[[ Supplied passage, beginning ]]

Maitreya Project: Nickel-Aluminum Bronze Selected for World's Largest Statue
Copper Applications in Architecture
The economic situation in Bihar State, one of the poorest areas in India, will be transformed by plans to construct the world's largest statue there. The Maitreya Project is planning to build a 500-ft (152-m)-tall, 50-story-high bronze statue of the Buddha Maitreya at Bodhgaya in Bihar.
Bodhgaya is the site of the Bodhi tree beneath which the Shakyamuni Buddha, the historical Buddha, gained enlightenment 2540 years ago. As such, Bodhgaya is one of the most important historical and spiritual sites for the world's 400 million Buddhists.
A hospital and a school meeting international standards will be built near the statue. A team of renowned architects, engineers and project managers has been assembled to undertake the design, construction and development, which will be done to the highest best-practice standards since the design brief for the project requires that the main statue must last at least 1000 years without requiring major renewal. The statue should be completed in 2005 and the school and hospital shortly afterwards. The project's estimated $150 million cost will be raised from the worldwide Buddhist community. Thousands of construction jobs will be generated, and countless indirect jobs will result from the creation of what is certain to become a major international tourist and pilgrimage destination.
The bronze statue will sit on a 17-story-high throne containing a museum, library, theater and prayer halls. The structure is to be situated within a beautifully landscaped 40-acre site with meditation pavilions, pools and fountains set within formal gardens.
In addition to the 500-ft statue, the shrine rooms will contain 100 life-size and 360 smaller statues. The paths of the park will be lined with 100,000 cast bronze stupas (Buddhist dome- or bell-shaped memorials).

[[ Supplied passage, end ]]
[[ Raw data, beginning ]]

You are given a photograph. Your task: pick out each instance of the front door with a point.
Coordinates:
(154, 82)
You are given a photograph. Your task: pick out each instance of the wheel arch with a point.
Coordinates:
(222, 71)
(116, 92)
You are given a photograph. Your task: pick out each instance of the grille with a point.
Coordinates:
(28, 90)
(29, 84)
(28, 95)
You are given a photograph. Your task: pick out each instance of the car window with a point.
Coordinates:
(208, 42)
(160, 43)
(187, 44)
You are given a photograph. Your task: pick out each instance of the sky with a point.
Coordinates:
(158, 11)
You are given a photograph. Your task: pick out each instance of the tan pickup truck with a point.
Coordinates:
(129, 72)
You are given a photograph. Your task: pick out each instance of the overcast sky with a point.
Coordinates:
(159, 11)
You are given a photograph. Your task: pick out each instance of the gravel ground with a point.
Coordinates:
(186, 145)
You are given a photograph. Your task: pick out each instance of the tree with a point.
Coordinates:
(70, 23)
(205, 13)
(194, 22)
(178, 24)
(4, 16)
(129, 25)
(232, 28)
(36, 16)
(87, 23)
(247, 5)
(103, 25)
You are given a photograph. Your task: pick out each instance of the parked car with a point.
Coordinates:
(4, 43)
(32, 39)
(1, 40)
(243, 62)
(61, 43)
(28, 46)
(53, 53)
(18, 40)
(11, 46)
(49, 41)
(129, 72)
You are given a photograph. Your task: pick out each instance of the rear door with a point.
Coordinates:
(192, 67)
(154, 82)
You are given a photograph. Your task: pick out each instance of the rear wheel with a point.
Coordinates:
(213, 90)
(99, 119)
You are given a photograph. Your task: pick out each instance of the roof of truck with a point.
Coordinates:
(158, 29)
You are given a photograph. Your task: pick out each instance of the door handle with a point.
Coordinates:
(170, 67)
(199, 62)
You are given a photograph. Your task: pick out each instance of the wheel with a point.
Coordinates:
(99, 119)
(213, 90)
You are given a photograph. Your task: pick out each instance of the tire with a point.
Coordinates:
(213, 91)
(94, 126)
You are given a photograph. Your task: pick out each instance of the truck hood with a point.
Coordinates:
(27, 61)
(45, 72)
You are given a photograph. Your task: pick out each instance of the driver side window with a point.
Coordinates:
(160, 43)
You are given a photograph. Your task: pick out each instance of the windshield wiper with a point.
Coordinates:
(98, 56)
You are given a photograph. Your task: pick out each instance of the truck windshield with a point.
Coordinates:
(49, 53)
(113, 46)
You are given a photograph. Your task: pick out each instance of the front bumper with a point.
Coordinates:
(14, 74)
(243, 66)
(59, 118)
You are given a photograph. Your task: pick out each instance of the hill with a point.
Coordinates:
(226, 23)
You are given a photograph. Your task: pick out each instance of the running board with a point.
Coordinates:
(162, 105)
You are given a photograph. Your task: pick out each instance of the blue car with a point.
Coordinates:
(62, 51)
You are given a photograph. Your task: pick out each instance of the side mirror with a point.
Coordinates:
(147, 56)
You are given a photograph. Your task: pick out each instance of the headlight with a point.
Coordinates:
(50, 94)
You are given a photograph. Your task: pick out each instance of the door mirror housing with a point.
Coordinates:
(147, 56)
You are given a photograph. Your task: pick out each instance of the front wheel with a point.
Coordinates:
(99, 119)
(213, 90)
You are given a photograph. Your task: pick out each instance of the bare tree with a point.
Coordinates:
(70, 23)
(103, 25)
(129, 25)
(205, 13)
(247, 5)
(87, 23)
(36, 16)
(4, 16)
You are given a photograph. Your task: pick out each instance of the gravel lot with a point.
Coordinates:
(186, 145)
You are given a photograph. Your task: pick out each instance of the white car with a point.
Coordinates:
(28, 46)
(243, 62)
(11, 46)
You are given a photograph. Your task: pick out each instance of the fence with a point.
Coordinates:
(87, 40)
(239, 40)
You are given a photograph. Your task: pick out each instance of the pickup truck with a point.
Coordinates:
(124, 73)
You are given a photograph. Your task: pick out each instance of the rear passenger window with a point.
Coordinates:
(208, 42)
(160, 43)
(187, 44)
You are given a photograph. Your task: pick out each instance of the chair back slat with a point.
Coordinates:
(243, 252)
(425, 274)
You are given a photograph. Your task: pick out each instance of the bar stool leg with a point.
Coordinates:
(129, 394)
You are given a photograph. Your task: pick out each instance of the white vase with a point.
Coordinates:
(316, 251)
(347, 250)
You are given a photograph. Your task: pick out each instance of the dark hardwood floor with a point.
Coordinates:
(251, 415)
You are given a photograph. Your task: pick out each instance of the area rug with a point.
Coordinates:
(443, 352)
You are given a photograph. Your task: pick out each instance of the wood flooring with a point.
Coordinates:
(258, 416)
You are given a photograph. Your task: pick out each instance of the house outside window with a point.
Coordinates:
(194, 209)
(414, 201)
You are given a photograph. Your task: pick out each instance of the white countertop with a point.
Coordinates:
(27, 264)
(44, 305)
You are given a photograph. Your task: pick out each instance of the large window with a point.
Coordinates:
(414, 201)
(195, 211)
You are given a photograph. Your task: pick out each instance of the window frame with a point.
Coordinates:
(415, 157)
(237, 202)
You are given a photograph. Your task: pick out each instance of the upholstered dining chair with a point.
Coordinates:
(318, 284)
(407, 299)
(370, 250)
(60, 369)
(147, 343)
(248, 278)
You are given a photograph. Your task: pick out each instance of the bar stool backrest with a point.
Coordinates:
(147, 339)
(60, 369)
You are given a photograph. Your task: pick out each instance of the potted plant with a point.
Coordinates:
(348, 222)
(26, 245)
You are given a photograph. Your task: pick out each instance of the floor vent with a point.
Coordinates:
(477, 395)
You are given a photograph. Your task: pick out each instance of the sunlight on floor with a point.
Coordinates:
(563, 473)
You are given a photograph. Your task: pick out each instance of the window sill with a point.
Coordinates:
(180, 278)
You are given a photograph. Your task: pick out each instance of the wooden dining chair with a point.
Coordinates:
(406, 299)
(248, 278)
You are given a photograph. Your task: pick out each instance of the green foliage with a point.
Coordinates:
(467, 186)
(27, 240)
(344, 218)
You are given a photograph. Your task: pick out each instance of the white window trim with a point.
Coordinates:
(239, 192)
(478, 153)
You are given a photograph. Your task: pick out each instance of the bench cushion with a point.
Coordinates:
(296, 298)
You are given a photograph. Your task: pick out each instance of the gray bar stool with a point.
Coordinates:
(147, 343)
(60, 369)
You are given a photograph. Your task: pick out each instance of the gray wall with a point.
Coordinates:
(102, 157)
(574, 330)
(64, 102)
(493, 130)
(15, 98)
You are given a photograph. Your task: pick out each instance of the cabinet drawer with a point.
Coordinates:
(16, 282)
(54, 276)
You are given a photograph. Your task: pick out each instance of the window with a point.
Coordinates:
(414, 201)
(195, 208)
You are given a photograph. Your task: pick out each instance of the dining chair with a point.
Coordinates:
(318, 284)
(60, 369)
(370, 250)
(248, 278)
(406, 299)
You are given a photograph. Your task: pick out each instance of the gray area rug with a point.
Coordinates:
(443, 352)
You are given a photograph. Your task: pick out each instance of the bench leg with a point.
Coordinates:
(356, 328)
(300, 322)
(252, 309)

[[ Raw data, end ]]

Problems to work on
1 > Answer these from the statue article:
(a) How tall will the bronze statue be, in feet?
(b) How long must the main statue last without major renewal?
(c) How many cast bronze stupas will line the park's paths?
2 > Output the statue article's words from "The bronze statue" to "within formal gardens.", copied exactly.
The listing is separate material, unrelated to the statue article.

Answers provided
1 >
(a) 500 ft (152 m), or 50 stories.
(b) At least 1000 years.
(c) 100,000.

2 >
The bronze statue will sit on a 17-story-high throne containing a museum, library, theater and prayer halls. The structure is to be situated within a beautifully landscaped 40-acre site with meditation pavilions, pools and fountains set within formal gardens.